**Source records:**
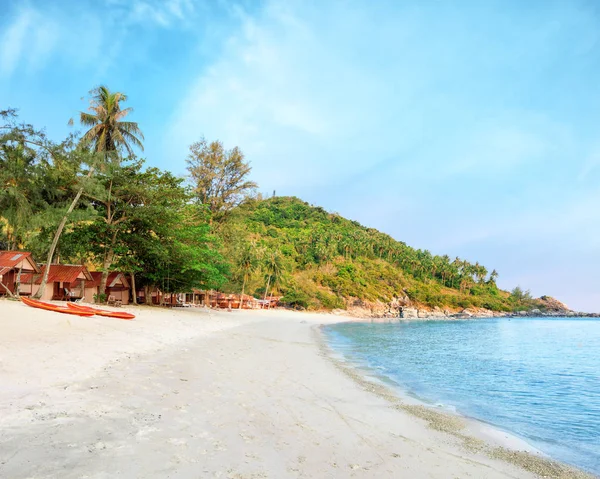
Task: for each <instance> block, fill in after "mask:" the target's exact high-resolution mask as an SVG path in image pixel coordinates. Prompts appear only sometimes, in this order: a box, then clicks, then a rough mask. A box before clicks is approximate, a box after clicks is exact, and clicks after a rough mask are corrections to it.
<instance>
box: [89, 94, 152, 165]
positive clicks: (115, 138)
mask: <svg viewBox="0 0 600 479" xmlns="http://www.w3.org/2000/svg"><path fill="white" fill-rule="evenodd" d="M90 93H91V95H92V98H91V100H90V107H89V111H90V113H86V112H81V118H80V121H81V123H82V124H83V125H85V126H90V127H91V128H90V129H89V130H88V131H87V132H86V133H85V134H84V135H83V138H82V142H83V144H84V145H88V146H90V147H93V149H94V151H97V152H102V153H111V152H120V151H122V150H125V151H127V154H128V155H130V156H131V155H133V150H132V146H137V147H138V148H139V149H140V150H142V151H144V146H143V145H142V142H141V140H143V139H144V135H143V133H142V132H141V130H140V129H139V127H138V125H137V123H136V122H133V121H123V118H125V117H126V116H127V115H128V114H129V113H131V112H132V111H133V109H132V108H125V109H121V103H124V102H126V101H127V95H125V94H123V93H119V92H114V93H113V92H111V91H110V90H109V89H108V88H107V87H106V86H104V85H102V86H99V87H97V88H95V89H94V90H92V91H91V92H90Z"/></svg>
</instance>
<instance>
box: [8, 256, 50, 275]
mask: <svg viewBox="0 0 600 479" xmlns="http://www.w3.org/2000/svg"><path fill="white" fill-rule="evenodd" d="M24 263H26V264H24ZM18 266H19V267H22V268H23V271H26V272H35V273H39V272H40V268H39V267H38V265H37V264H36V263H35V261H33V258H32V257H31V253H30V252H29V251H0V275H2V274H4V273H8V272H9V271H10V270H11V269H13V268H16V267H18Z"/></svg>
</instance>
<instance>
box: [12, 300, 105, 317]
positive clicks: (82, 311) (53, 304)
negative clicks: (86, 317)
mask: <svg viewBox="0 0 600 479" xmlns="http://www.w3.org/2000/svg"><path fill="white" fill-rule="evenodd" d="M21 301H23V303H25V304H26V305H27V306H31V307H32V308H38V309H45V310H46V311H54V312H56V313H62V314H74V315H76V316H93V315H94V313H90V312H88V311H83V310H80V311H76V310H74V309H70V308H66V307H64V306H59V305H57V304H51V303H44V302H43V301H38V300H37V299H30V298H21Z"/></svg>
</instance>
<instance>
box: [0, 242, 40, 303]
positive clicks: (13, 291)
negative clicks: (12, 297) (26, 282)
mask: <svg viewBox="0 0 600 479" xmlns="http://www.w3.org/2000/svg"><path fill="white" fill-rule="evenodd" d="M39 272H40V268H39V267H38V265H37V264H36V262H35V261H34V260H33V258H32V257H31V253H30V252H28V251H0V296H13V295H15V294H16V293H17V291H18V292H19V293H20V294H22V295H27V294H31V287H32V285H31V284H29V285H28V286H29V290H27V288H23V287H20V286H19V285H23V283H24V280H26V279H29V280H30V281H31V278H28V277H27V275H30V276H31V275H33V274H36V273H39ZM23 286H26V285H23Z"/></svg>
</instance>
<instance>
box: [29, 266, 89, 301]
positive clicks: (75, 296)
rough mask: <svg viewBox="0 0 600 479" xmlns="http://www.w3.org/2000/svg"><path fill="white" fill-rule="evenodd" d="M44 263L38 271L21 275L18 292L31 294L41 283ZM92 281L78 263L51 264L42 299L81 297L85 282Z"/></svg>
mask: <svg viewBox="0 0 600 479" xmlns="http://www.w3.org/2000/svg"><path fill="white" fill-rule="evenodd" d="M45 270H46V265H42V267H41V269H40V271H39V273H37V274H27V275H22V276H21V287H20V289H19V292H20V294H22V295H24V294H30V295H33V294H35V293H37V291H38V289H39V287H40V285H41V284H42V277H43V276H44V271H45ZM91 281H93V278H92V276H91V274H90V272H89V271H88V269H87V268H86V267H85V266H83V265H80V264H51V265H50V271H49V272H48V281H47V283H46V289H45V290H44V294H43V295H42V299H44V300H48V299H53V300H61V301H73V300H76V299H83V297H84V295H85V288H86V283H88V282H91Z"/></svg>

**Work order:**
Keeping every character as it is, restate the lines above that run from the line with "box: [8, 256, 50, 275]" through the line with "box: [0, 242, 40, 303]", both included, and nothing else.

**Expected output:**
box: [8, 256, 50, 275]
mask: <svg viewBox="0 0 600 479" xmlns="http://www.w3.org/2000/svg"><path fill="white" fill-rule="evenodd" d="M24 263H26V264H24ZM18 266H19V267H22V268H23V271H26V272H35V273H39V272H40V268H39V267H38V265H37V264H36V263H35V261H33V258H32V257H31V253H30V252H29V251H0V275H2V274H4V273H8V272H9V271H10V270H11V269H13V268H16V267H18Z"/></svg>
</instance>
<instance>
box: [12, 300, 105, 317]
positive clicks: (82, 311) (53, 304)
negative clicks: (86, 317)
mask: <svg viewBox="0 0 600 479" xmlns="http://www.w3.org/2000/svg"><path fill="white" fill-rule="evenodd" d="M21 301H23V303H25V304H26V305H27V306H31V307H32V308H38V309H45V310H46V311H54V312H56V313H62V314H74V315H76V316H93V315H94V313H90V312H88V311H83V310H80V311H76V310H74V309H70V308H66V307H64V306H59V305H57V304H51V303H44V302H43V301H38V300H37V299H30V298H21Z"/></svg>
</instance>
<instance>
box: [0, 242, 40, 303]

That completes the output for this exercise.